#### [To do]
Scan the records for the line containing "point: diver's swim"; extract it and all later lines, verbatim, through the end, and nothing before it.

[start]

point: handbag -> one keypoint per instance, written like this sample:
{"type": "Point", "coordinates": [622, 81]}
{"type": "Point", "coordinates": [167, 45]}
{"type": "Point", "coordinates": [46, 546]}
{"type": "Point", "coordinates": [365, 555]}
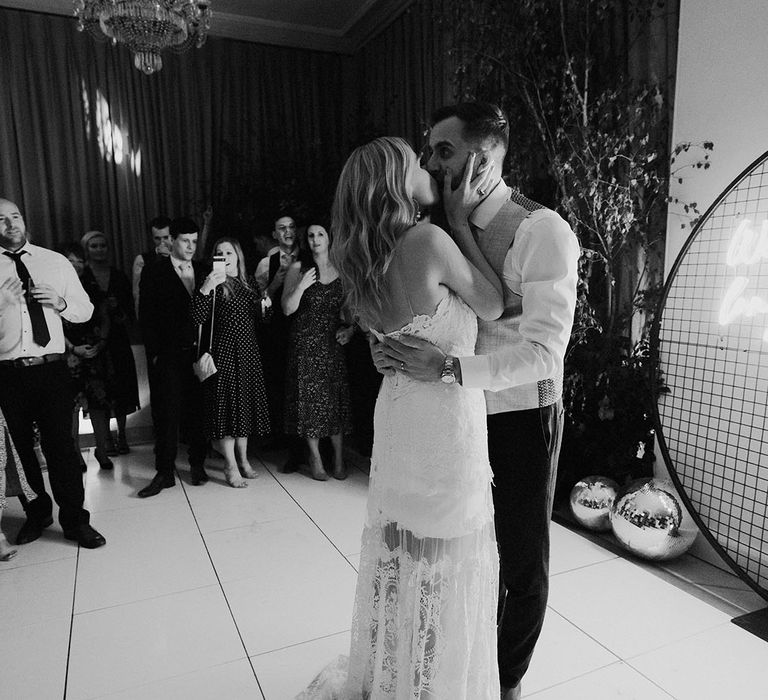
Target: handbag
{"type": "Point", "coordinates": [204, 367]}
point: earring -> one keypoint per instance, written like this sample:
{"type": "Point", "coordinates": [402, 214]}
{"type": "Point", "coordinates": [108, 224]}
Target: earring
{"type": "Point", "coordinates": [417, 214]}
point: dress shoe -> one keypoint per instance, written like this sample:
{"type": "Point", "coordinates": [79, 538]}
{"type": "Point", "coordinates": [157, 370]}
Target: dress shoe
{"type": "Point", "coordinates": [32, 529]}
{"type": "Point", "coordinates": [292, 464]}
{"type": "Point", "coordinates": [512, 693]}
{"type": "Point", "coordinates": [6, 551]}
{"type": "Point", "coordinates": [160, 482]}
{"type": "Point", "coordinates": [85, 536]}
{"type": "Point", "coordinates": [197, 476]}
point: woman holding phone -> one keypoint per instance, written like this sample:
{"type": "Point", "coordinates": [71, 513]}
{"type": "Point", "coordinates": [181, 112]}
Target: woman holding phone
{"type": "Point", "coordinates": [234, 398]}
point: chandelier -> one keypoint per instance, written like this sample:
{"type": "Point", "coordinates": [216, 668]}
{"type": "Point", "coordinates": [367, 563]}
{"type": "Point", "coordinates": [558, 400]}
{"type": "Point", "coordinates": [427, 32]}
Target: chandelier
{"type": "Point", "coordinates": [146, 27]}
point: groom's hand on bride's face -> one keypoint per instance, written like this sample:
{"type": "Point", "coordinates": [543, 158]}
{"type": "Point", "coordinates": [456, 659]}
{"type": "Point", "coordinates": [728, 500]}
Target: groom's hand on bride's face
{"type": "Point", "coordinates": [417, 358]}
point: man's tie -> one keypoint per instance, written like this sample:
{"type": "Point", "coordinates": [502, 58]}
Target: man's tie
{"type": "Point", "coordinates": [40, 333]}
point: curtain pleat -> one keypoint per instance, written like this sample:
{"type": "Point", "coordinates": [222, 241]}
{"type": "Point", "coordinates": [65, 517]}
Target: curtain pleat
{"type": "Point", "coordinates": [88, 141]}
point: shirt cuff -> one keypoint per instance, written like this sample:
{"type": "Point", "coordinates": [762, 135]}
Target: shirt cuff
{"type": "Point", "coordinates": [475, 371]}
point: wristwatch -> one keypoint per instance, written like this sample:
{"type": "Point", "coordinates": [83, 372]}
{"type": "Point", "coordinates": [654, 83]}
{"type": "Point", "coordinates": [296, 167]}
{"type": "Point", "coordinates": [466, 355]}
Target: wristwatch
{"type": "Point", "coordinates": [448, 375]}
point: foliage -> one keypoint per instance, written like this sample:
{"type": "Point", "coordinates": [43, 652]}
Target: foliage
{"type": "Point", "coordinates": [592, 139]}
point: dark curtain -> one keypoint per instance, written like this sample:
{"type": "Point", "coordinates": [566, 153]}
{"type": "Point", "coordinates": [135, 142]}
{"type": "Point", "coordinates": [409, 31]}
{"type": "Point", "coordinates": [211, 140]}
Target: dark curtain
{"type": "Point", "coordinates": [404, 74]}
{"type": "Point", "coordinates": [89, 142]}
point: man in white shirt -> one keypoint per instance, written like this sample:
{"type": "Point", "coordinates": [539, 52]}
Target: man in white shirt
{"type": "Point", "coordinates": [519, 359]}
{"type": "Point", "coordinates": [37, 289]}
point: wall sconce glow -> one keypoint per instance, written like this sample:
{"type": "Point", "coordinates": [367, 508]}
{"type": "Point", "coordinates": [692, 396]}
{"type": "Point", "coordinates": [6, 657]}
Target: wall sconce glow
{"type": "Point", "coordinates": [113, 142]}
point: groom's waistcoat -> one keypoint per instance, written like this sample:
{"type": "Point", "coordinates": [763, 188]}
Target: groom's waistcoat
{"type": "Point", "coordinates": [494, 242]}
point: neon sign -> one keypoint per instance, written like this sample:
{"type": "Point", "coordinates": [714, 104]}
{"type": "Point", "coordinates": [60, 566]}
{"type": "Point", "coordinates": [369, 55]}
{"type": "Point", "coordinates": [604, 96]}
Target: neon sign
{"type": "Point", "coordinates": [748, 246]}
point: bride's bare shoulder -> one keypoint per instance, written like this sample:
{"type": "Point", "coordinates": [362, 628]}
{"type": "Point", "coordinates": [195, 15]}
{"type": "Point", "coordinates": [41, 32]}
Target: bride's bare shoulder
{"type": "Point", "coordinates": [425, 235]}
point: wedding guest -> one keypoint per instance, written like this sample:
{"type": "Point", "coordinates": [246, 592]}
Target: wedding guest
{"type": "Point", "coordinates": [160, 234]}
{"type": "Point", "coordinates": [170, 340]}
{"type": "Point", "coordinates": [273, 335]}
{"type": "Point", "coordinates": [39, 288]}
{"type": "Point", "coordinates": [317, 394]}
{"type": "Point", "coordinates": [117, 289]}
{"type": "Point", "coordinates": [235, 401]}
{"type": "Point", "coordinates": [12, 482]}
{"type": "Point", "coordinates": [89, 363]}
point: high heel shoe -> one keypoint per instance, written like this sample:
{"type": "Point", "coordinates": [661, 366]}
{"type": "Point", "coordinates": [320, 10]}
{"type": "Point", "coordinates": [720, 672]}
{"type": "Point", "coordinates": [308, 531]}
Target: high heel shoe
{"type": "Point", "coordinates": [6, 552]}
{"type": "Point", "coordinates": [111, 450]}
{"type": "Point", "coordinates": [104, 461]}
{"type": "Point", "coordinates": [233, 478]}
{"type": "Point", "coordinates": [318, 471]}
{"type": "Point", "coordinates": [247, 471]}
{"type": "Point", "coordinates": [340, 473]}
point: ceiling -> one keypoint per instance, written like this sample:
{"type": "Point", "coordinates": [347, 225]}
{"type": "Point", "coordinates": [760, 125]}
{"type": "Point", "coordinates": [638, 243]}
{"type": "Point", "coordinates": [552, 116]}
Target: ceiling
{"type": "Point", "coordinates": [339, 26]}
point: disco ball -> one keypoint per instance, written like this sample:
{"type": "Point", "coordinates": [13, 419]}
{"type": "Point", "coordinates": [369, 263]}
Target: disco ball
{"type": "Point", "coordinates": [591, 501]}
{"type": "Point", "coordinates": [648, 518]}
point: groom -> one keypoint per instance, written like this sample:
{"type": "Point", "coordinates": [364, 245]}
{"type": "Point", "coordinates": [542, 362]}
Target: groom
{"type": "Point", "coordinates": [519, 358]}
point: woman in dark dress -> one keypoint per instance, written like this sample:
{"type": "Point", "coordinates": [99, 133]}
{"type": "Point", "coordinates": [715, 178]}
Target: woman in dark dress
{"type": "Point", "coordinates": [234, 398]}
{"type": "Point", "coordinates": [89, 363]}
{"type": "Point", "coordinates": [317, 393]}
{"type": "Point", "coordinates": [116, 287]}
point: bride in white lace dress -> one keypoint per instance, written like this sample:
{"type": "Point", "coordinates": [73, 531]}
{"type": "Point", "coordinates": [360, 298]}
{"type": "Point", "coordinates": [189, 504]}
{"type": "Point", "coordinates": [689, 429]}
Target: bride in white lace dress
{"type": "Point", "coordinates": [424, 621]}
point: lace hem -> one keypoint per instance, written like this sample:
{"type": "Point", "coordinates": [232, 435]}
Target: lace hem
{"type": "Point", "coordinates": [424, 624]}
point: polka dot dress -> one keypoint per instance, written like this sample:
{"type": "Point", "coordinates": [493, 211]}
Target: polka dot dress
{"type": "Point", "coordinates": [234, 398]}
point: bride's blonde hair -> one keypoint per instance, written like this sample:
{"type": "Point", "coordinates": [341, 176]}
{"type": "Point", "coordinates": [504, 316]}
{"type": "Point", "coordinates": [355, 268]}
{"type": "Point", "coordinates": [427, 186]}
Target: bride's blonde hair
{"type": "Point", "coordinates": [371, 210]}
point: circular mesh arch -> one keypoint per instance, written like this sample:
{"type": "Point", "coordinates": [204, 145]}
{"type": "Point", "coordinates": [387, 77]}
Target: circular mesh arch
{"type": "Point", "coordinates": [710, 343]}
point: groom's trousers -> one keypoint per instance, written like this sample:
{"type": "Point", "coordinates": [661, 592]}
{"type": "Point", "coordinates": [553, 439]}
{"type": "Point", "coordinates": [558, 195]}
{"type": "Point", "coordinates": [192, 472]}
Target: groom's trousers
{"type": "Point", "coordinates": [523, 447]}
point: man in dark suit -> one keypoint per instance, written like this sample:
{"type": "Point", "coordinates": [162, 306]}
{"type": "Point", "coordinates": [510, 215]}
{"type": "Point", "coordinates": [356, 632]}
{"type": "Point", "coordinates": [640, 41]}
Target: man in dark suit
{"type": "Point", "coordinates": [170, 341]}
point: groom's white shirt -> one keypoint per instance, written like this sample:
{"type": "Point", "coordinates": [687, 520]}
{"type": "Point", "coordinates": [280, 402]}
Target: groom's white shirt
{"type": "Point", "coordinates": [541, 272]}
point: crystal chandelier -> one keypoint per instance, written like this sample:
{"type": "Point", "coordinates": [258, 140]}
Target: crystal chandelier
{"type": "Point", "coordinates": [146, 27]}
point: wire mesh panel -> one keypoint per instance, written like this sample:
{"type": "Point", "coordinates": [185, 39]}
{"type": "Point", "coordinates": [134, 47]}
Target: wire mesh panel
{"type": "Point", "coordinates": [711, 345]}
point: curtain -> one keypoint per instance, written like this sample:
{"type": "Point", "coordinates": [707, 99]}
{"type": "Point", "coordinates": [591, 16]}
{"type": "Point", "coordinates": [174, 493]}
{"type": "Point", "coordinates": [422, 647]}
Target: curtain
{"type": "Point", "coordinates": [404, 74]}
{"type": "Point", "coordinates": [88, 141]}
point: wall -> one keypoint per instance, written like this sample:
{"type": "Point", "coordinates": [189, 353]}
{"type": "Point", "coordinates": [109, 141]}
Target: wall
{"type": "Point", "coordinates": [721, 96]}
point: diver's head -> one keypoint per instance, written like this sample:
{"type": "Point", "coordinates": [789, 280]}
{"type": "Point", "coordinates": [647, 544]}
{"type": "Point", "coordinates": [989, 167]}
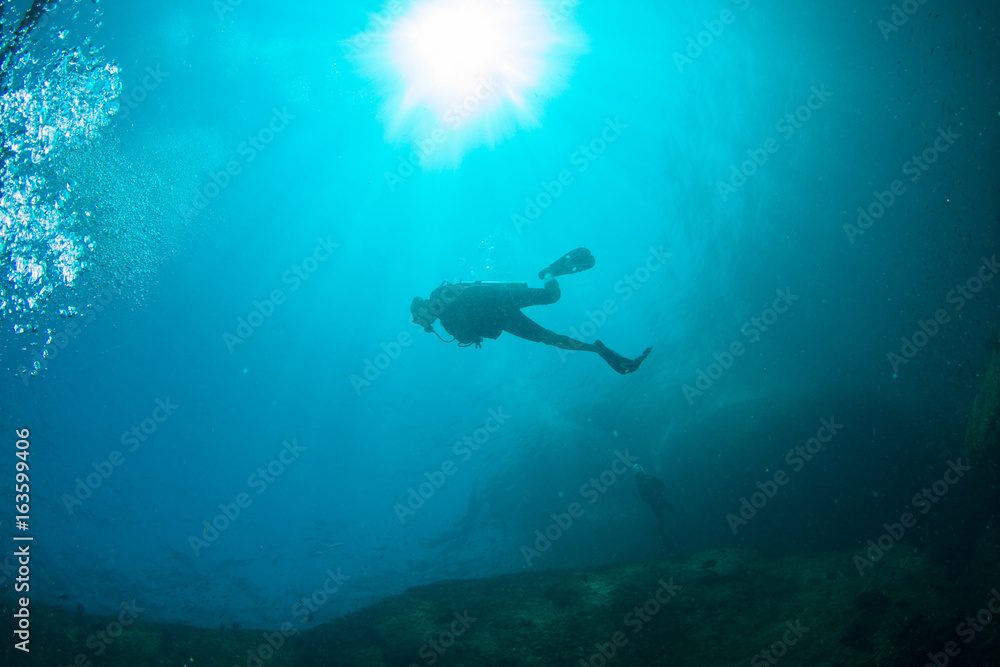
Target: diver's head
{"type": "Point", "coordinates": [421, 310]}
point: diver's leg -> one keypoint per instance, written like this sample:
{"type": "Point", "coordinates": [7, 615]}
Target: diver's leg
{"type": "Point", "coordinates": [521, 326]}
{"type": "Point", "coordinates": [518, 324]}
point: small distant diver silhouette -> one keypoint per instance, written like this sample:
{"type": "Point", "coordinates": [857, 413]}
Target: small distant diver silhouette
{"type": "Point", "coordinates": [651, 492]}
{"type": "Point", "coordinates": [471, 312]}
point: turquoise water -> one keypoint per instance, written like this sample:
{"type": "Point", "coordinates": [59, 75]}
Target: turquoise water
{"type": "Point", "coordinates": [217, 214]}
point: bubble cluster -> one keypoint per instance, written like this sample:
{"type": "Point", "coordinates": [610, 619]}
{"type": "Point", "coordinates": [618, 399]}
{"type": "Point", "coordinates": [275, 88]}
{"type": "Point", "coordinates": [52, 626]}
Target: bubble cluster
{"type": "Point", "coordinates": [55, 96]}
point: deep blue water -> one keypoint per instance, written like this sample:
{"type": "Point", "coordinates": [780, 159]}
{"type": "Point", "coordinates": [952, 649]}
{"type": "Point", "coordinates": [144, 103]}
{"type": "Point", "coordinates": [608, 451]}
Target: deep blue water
{"type": "Point", "coordinates": [321, 226]}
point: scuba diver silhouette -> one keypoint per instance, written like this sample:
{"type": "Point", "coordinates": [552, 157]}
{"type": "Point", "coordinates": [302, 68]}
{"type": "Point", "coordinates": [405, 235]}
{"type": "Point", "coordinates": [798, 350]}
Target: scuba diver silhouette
{"type": "Point", "coordinates": [471, 312]}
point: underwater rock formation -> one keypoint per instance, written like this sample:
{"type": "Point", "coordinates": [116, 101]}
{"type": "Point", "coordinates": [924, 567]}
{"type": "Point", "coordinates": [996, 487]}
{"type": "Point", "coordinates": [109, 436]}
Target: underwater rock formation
{"type": "Point", "coordinates": [721, 607]}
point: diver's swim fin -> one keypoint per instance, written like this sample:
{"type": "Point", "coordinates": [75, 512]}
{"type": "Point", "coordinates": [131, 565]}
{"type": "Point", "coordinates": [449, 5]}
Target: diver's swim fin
{"type": "Point", "coordinates": [621, 364]}
{"type": "Point", "coordinates": [572, 262]}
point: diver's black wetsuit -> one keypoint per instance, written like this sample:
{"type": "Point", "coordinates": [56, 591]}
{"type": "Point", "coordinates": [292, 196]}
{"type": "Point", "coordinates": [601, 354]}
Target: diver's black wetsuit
{"type": "Point", "coordinates": [651, 493]}
{"type": "Point", "coordinates": [471, 312]}
{"type": "Point", "coordinates": [474, 312]}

[end]

#### [Final answer]
point: diver's swim fin -> one keypoint per instance, written like this sample:
{"type": "Point", "coordinates": [75, 512]}
{"type": "Point", "coordinates": [131, 565]}
{"type": "Point", "coordinates": [449, 5]}
Target: diver's swim fin
{"type": "Point", "coordinates": [621, 364]}
{"type": "Point", "coordinates": [572, 262]}
point: diver's black wetsuit -> one keypoint per instance, written like this sample:
{"type": "Point", "coordinates": [56, 591]}
{"type": "Point", "coordinates": [292, 196]}
{"type": "Point", "coordinates": [601, 354]}
Target: diver's black wetsuit
{"type": "Point", "coordinates": [651, 493]}
{"type": "Point", "coordinates": [471, 312]}
{"type": "Point", "coordinates": [474, 312]}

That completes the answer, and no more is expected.